3. The Corporate Integrity Agreement
The third item in the settlement process that conspires to undermine the FCA’s stated goal of “deterring similar conduct by others” is what is known as the Corporate Integrity Agreement – the CIA. This document that is signed by the settling corporate defendant is, – in laymen’s terms – an “I won’t do it again” promise from the defendant corporation. But instead of saying “The reason I’m signing this is because I’m as guilty as sin,” instead it says “these are all the good deeds I’ve already been doing and what I’m going to be doing in the future.”
There’s nothing really wrong with this, and it does set forth specific actions that must be taken in the future to prevent any future violations of the False Claims Act.. But, here again, the CIA diminishes the deterrent impact of the settlement payment, not only because nothing is being admitted, but also because the Corporate Integrity Agreement is a document that sets forth all the incredibly nice, wonderful things the corporate defendant promises to do in the future. The language of the Corporate Integrity Agreement is tailored to create the impression that the corporate defendant has only just now gotten around to formalizing and putting into concrete terms – memorializing – all of the wonderful things the company has already been doing all along.

^^^^^^^^^^^^^^^^

The task:
Answer from the passage on the Corporate Integrity Agreement:
(a) Who signs the Corporate Integrity Agreement?
(b) What does the passage say the Corporate Integrity Agreement diminishes?
(c) Future violations of which law are the specific actions in the agreement meant to prevent?

^^^^^^^^^^^^^^^^

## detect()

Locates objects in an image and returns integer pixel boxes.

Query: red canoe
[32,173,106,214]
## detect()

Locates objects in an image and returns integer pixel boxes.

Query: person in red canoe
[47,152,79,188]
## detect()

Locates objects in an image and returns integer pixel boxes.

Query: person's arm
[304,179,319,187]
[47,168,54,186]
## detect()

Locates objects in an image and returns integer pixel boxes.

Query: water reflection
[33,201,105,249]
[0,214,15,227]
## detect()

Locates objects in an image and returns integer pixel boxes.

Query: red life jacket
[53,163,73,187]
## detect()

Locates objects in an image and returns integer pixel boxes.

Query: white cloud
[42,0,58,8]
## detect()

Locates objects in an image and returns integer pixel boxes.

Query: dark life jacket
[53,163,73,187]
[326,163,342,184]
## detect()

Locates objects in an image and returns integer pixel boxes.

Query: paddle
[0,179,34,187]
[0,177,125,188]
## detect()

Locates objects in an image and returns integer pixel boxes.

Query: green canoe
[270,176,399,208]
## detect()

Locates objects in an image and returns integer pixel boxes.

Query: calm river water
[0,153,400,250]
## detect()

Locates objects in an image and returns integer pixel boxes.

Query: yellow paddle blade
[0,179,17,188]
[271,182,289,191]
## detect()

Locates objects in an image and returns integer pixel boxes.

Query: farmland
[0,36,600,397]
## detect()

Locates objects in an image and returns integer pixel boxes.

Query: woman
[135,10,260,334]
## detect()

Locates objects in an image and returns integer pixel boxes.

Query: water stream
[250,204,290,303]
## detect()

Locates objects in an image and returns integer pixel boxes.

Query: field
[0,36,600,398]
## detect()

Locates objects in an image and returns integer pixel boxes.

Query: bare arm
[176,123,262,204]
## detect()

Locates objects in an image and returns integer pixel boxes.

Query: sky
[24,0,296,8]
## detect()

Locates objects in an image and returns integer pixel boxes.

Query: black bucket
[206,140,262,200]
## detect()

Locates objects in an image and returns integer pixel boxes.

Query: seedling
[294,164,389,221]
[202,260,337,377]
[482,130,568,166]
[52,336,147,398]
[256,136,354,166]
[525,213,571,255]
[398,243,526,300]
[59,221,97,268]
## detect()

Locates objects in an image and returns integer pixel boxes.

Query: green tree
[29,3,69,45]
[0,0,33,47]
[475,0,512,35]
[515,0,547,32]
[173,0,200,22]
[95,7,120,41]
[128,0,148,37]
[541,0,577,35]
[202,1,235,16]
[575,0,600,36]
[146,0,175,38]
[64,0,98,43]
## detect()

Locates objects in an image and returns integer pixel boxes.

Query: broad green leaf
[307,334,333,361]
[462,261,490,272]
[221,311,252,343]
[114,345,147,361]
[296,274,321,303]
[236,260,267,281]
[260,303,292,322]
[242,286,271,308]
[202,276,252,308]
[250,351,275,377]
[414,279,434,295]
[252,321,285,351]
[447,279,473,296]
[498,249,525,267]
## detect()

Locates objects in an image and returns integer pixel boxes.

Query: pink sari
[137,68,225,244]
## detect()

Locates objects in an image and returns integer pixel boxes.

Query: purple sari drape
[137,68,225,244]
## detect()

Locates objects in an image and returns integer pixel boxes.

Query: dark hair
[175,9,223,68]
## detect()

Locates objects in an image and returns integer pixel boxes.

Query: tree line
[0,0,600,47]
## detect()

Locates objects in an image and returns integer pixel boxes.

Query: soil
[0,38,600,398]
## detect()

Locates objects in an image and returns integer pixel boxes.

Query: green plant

^^^^^^^^^^^^^^^^

Reply to the task:
(a) The settling corporate defendant.
(b) The deterrent impact of the settlement payment.
(c) The False Claims Act.